What Gets Measured, Gets Done — Over and Over Again.

Several weeks ago, I shared with you a tool that I use for organizational assessments in my Assessing Your Organization Using the Military’s DOTMLPF – FREE Assessment blog.  In that blog, I told you that I ask, through interviews, for interviewees to rate particular items from 1 to 5.

The reason I structure and write out these interview templates is so that, in a year, myself, or the company, can go back and ask the same questions, or at least a subset of those questions, the same way year-after-year.  Specifically, I want them to ask these 1 to 5 questions again if nothing else.  This is a way to compare the organization’s strategic progress over the years.  This utilizes your DOTMLPF-FREE Assessment as your guiding light over the strategic journey of the organization.

Additionally, when developing the organizational assessment, look for key things that the company measures today and bring that into the assessment.  Do they have a balanced scorecard that they use?  What type of human resource measures do they have, like employee engagement (I recommend Gallup), retirement eligibility and employee tenure, and attrition rates?  Operational volume of services and sales and overall expense, when combined, provide a simple view of average cost per piece for an organization.  Look for the big things you can measure every year or that they already measure.

Tying a company’s strategy to what they measure, or things they should be measuring, helps ensure the success for the strategic plan in the future.  All too often, strategies are created by a single executive or small group of executives who come up with a mission, vision, and goals, in a conference room.  The reality of these are as good as the wordsmithing that occurs to create them.  The purpose of Think Big, Take Small Steps and specifically this whole section on How to Conduct an Organizational Assessment, is to provide the Executable Focus that helps strategies succeed.

Incorporating recurring measures in the organizational assessment at the start provides the organization with a repetitive tool for addressing and measuring strategic progress.  The tendency will be to measure everything and that simply isn’t required.  The company will have lots of measurements that could absorb your time and attention.  Focus only on the few that are important.

DATA TO USE
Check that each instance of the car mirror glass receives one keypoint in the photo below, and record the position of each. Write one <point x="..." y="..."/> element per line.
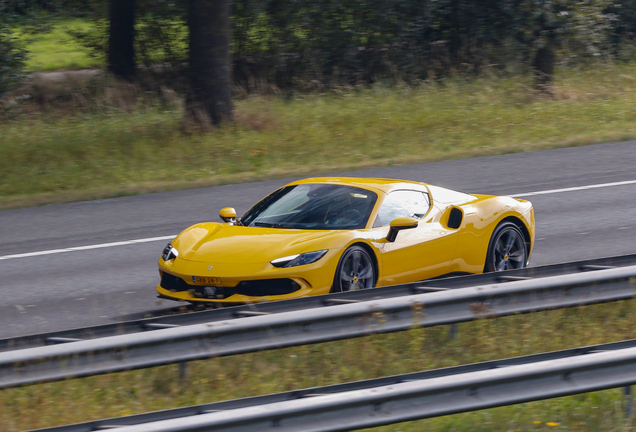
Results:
<point x="400" y="224"/>
<point x="228" y="214"/>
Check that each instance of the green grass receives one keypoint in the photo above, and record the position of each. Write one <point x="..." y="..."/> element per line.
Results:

JOBS
**1)** Reproduce the organizational assessment text from "What Gets Measured, Gets" up to and including "of the organization.".
**2)** Please rewrite every line of the records above as a JSON list of strings, one string per line, with blank lines left out and the pictures omitted.

RESULTS
**1)**
What Gets Measured, Gets Done — Over and Over Again.

Several weeks ago, I shared with you a tool that I use for organizational assessments in my Assessing Your Organization Using the Military’s DOTMLPF – FREE Assessment blog.  In that blog, I told you that I ask, through interviews, for interviewees to rate particular items from 1 to 5.

The reason I structure and write out these interview templates is so that, in a year, myself, or the company, can go back and ask the same questions, or at least a subset of those questions, the same way year-after-year.  Specifically, I want them to ask these 1 to 5 questions again if nothing else.  This is a way to compare the organization’s strategic progress over the years.  This utilizes your DOTMLPF-FREE Assessment as your guiding light over the strategic journey of the organization.

**2)**
[
  "Check that each instance of the car mirror glass receives one keypoint in the photo below, and record the position of each. Write one <point x=\"...\" y=\"...\"/> element per line.",
  "Results:",
  "<point x=\"400\" y=\"224\"/>",
  "<point x=\"228\" y=\"214\"/>",
  "Check that each instance of the green grass receives one keypoint in the photo above, and record the position of each. Write one <point x=\"...\" y=\"...\"/> element per line.",
  "Results:"
]